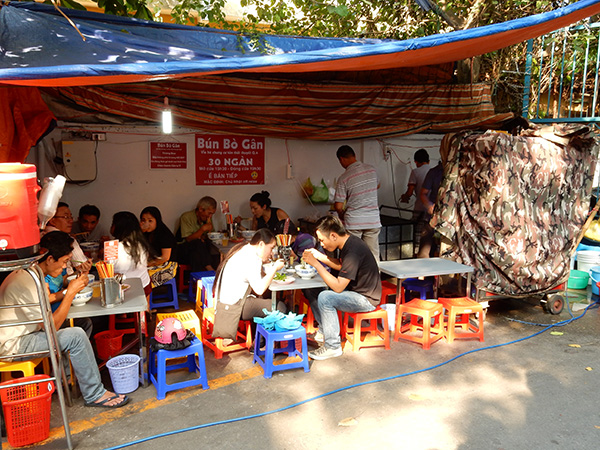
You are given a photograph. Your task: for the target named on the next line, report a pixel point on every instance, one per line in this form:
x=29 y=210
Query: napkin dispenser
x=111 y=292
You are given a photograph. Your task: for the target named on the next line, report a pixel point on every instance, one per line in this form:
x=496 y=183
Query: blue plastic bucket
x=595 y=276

════════════════

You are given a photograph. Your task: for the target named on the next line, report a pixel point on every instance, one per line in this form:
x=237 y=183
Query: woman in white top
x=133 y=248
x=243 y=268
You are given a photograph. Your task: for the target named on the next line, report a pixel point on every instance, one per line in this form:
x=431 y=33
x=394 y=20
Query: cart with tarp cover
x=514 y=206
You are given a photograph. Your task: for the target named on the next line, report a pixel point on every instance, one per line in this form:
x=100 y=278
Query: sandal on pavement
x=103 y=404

════════════════

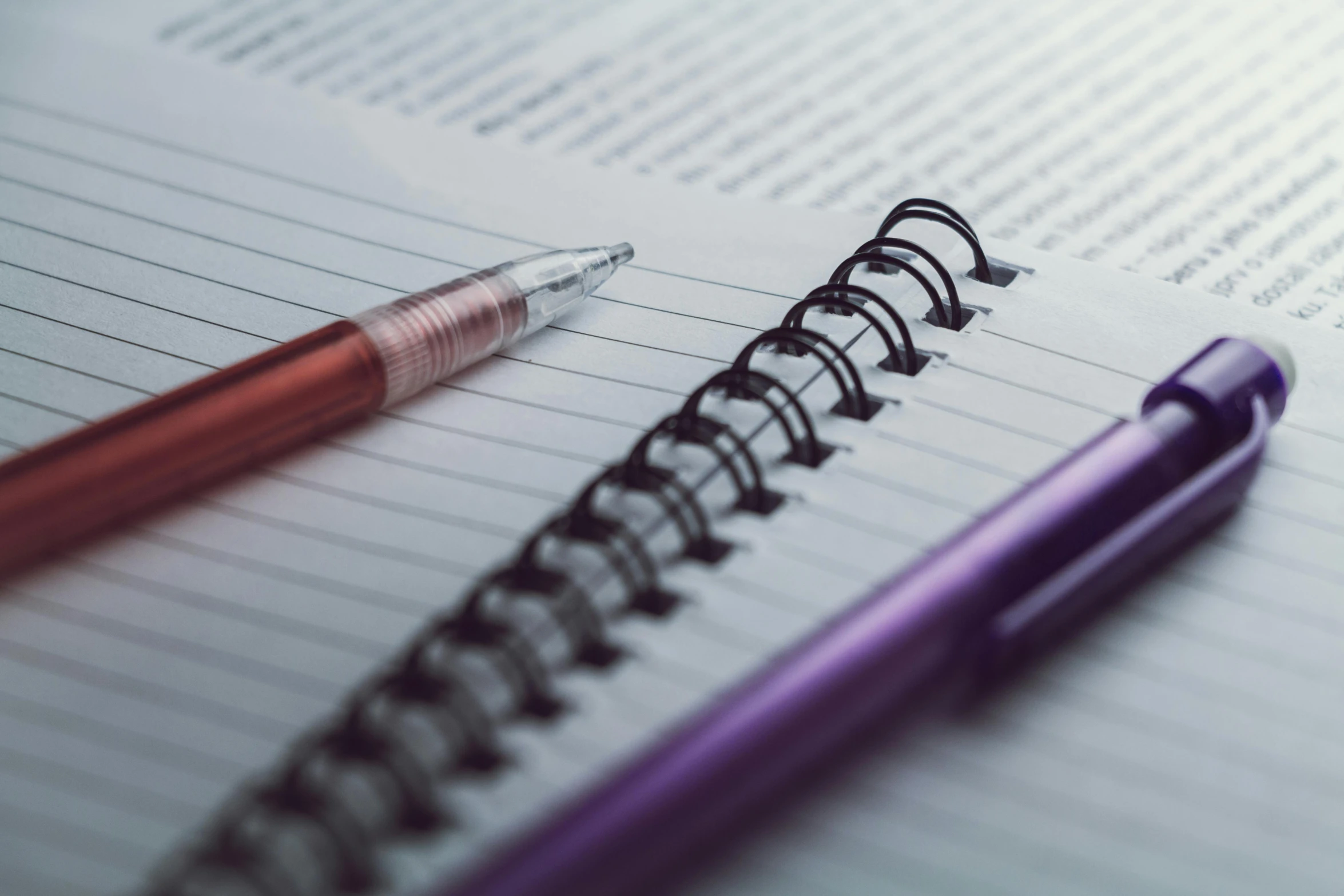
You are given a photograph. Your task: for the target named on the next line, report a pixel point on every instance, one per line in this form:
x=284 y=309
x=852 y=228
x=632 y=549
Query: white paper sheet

════════════════

### [WHAT NEEDS TO BE DONE]
Please count the lines of the records that contain the word "white" and give only the number.

### [WRITTEN SOLUTION]
2